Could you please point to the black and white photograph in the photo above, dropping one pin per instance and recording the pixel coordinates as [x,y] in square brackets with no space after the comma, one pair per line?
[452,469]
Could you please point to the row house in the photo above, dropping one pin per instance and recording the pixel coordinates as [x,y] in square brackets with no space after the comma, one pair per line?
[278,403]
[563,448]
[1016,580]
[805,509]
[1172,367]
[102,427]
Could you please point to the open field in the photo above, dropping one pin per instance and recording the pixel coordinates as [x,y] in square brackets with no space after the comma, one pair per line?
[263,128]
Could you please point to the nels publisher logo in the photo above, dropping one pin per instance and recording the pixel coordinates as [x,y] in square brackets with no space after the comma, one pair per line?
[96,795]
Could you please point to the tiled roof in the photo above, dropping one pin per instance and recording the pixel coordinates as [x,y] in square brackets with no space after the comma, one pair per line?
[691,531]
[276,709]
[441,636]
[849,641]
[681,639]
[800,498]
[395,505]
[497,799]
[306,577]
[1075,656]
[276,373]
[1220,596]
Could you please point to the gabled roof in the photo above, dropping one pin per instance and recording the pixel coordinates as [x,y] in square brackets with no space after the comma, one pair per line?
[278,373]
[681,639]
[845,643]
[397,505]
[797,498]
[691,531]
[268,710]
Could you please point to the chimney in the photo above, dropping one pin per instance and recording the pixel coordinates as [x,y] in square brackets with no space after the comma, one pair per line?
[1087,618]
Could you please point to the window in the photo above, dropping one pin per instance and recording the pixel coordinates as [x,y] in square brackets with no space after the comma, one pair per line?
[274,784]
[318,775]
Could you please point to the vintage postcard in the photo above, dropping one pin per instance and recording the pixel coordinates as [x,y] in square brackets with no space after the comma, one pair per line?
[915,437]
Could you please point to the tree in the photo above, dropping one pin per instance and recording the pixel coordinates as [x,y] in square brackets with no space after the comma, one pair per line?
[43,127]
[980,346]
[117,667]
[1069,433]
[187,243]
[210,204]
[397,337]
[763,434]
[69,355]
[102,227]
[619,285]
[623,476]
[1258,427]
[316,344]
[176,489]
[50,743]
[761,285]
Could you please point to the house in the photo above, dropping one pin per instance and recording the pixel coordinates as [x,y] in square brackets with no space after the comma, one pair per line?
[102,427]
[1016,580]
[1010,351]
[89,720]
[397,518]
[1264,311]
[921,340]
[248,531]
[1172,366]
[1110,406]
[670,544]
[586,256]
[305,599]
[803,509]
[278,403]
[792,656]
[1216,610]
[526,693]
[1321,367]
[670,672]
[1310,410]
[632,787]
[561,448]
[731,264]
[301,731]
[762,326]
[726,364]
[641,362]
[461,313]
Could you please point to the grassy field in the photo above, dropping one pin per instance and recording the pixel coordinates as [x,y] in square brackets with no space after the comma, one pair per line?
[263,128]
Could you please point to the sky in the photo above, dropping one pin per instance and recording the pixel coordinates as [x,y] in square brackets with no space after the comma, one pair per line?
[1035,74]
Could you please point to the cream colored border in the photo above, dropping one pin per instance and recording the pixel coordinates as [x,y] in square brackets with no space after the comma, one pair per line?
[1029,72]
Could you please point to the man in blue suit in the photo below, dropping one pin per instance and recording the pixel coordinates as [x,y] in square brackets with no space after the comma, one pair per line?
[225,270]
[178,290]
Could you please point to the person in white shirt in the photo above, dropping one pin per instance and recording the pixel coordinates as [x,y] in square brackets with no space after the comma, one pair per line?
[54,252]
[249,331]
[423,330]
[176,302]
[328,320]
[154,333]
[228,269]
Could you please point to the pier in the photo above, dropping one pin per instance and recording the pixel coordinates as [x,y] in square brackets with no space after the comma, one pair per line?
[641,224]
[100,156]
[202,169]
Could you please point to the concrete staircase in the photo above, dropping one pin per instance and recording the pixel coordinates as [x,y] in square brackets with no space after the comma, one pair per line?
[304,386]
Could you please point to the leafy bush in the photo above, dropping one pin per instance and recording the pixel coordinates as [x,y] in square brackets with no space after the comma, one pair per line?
###
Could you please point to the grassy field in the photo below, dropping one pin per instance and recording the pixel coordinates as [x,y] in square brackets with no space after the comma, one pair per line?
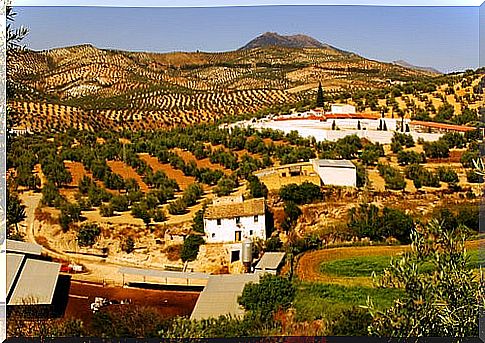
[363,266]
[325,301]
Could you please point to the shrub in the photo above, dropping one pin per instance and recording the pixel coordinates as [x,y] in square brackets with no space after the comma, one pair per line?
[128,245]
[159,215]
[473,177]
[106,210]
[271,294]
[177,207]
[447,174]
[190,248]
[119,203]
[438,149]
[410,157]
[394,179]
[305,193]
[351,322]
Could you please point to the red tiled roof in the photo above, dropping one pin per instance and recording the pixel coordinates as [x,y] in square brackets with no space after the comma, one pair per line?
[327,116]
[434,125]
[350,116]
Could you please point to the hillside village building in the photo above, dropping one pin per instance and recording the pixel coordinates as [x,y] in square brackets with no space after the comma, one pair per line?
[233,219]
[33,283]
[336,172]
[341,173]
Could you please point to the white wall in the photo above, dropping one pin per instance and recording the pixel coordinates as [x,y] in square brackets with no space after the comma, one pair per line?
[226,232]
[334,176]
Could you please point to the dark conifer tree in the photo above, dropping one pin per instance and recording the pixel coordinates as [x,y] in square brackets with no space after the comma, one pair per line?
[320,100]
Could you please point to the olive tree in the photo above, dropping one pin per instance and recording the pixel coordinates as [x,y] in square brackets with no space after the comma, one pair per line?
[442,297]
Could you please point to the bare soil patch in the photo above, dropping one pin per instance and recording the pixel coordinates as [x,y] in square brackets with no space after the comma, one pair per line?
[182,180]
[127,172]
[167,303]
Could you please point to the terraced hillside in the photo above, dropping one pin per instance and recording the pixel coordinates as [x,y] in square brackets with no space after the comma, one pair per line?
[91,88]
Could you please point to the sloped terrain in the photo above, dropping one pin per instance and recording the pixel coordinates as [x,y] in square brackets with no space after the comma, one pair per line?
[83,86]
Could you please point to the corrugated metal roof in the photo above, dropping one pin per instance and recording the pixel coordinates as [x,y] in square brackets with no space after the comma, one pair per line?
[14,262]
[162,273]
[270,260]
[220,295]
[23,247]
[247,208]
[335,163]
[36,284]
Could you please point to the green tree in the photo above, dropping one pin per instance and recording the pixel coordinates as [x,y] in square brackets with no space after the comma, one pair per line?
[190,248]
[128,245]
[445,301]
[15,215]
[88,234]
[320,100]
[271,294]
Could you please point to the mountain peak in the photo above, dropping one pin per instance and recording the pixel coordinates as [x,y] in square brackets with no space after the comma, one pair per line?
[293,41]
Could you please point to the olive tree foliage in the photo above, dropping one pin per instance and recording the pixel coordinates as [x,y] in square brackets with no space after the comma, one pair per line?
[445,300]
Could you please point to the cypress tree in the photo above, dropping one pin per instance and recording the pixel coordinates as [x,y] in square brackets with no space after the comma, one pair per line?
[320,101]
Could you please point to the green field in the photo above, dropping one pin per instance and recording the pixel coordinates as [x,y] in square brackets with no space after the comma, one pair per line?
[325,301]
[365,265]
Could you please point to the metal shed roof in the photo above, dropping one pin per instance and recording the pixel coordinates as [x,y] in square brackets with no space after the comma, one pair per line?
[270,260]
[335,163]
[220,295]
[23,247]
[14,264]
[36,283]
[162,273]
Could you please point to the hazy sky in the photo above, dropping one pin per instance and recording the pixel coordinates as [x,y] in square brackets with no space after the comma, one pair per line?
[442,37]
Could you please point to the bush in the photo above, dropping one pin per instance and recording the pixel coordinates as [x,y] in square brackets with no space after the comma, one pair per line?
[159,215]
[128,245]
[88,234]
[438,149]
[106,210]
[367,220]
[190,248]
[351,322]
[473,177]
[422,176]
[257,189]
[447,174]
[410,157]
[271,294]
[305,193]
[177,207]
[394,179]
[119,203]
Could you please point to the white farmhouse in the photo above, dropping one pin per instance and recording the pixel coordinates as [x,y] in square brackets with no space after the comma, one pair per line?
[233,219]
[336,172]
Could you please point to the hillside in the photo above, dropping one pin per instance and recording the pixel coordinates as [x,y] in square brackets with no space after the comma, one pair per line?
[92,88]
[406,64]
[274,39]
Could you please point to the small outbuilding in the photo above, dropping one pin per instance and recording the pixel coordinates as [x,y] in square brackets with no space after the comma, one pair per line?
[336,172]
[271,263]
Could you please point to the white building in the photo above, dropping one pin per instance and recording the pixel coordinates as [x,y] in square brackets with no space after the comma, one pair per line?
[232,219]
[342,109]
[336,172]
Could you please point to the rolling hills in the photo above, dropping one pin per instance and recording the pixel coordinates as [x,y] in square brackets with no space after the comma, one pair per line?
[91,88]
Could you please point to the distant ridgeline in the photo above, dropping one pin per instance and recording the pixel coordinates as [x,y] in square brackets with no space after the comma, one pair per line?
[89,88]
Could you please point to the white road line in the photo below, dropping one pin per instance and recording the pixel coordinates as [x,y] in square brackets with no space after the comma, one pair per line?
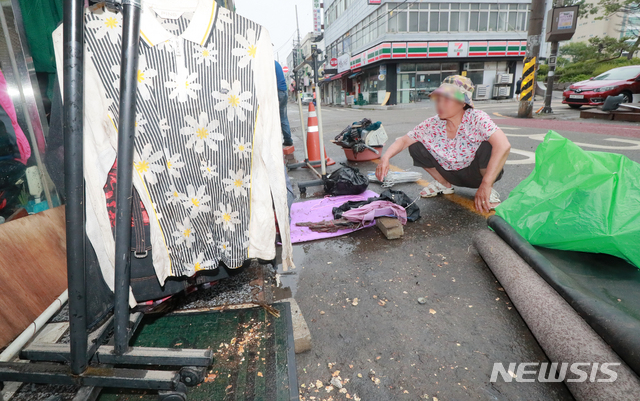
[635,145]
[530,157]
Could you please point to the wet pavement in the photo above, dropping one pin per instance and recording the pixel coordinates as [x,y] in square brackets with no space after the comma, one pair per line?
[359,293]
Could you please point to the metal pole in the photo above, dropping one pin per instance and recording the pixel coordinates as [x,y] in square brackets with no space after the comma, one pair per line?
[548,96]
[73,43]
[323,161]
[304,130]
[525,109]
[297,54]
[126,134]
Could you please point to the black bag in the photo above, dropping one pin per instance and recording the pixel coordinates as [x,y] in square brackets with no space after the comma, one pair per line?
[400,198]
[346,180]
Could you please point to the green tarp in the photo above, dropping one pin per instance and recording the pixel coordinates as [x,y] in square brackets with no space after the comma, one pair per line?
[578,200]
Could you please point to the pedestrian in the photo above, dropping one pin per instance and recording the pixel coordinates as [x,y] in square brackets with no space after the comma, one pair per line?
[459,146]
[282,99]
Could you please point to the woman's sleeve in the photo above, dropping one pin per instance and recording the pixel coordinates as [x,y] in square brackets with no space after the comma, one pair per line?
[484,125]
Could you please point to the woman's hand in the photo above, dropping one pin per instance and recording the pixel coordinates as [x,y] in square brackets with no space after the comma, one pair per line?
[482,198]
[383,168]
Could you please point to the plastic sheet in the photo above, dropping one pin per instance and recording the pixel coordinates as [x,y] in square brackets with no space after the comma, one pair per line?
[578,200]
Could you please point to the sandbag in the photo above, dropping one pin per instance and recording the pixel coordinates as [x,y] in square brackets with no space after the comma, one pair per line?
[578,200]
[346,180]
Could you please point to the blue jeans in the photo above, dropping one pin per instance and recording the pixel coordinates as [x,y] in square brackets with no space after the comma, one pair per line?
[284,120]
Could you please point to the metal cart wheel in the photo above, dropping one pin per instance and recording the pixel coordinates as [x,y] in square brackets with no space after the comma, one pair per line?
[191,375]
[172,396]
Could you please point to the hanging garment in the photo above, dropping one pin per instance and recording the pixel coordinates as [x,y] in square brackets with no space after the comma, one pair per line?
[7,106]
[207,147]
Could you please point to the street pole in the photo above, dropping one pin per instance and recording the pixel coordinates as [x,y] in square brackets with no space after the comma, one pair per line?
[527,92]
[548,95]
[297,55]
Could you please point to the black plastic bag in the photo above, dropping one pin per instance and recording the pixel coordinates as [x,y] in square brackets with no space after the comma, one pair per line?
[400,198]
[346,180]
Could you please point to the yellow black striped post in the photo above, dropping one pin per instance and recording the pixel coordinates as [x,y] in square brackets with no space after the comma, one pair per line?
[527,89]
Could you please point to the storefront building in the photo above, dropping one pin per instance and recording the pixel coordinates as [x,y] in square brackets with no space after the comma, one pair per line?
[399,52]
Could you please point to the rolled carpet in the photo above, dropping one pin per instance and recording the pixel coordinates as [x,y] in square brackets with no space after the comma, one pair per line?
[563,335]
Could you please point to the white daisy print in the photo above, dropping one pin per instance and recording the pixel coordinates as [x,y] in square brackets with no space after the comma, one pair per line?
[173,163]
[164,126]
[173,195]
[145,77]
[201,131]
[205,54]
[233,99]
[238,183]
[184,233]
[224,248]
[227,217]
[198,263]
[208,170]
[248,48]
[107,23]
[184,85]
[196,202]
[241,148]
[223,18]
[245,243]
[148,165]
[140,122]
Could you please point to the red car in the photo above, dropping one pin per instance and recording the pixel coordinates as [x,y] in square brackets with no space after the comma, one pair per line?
###
**YOUR OBJECTIVE**
Set out the stretch of material above from the line containing "Could you please point to the white daisy" through the line containing "Could you please point to the red car" as a JSON list of strings. Give one string per line and omit any blank lines.

**SOLUTION TO THIS EXERCISE**
[
  "Could you please point to the white daisy print in the photo above, dropping one pin per instance and recording the pixel coordinates as [x,y] in square brackets with no space after the comma, one pair per line?",
  "[173,163]",
  "[164,126]",
  "[173,195]",
  "[145,77]",
  "[201,131]",
  "[205,54]",
  "[233,99]",
  "[238,183]",
  "[184,233]",
  "[224,248]",
  "[227,217]",
  "[198,263]",
  "[208,170]",
  "[248,48]",
  "[107,23]",
  "[184,85]",
  "[196,202]",
  "[241,148]",
  "[223,18]",
  "[245,243]",
  "[148,165]",
  "[140,122]",
  "Could you please point to the red car in the photo above, dropping one pin per instance and recording the pixel coordinates as [x,y] in square brackets with no space after the comma, one pair per line?"
]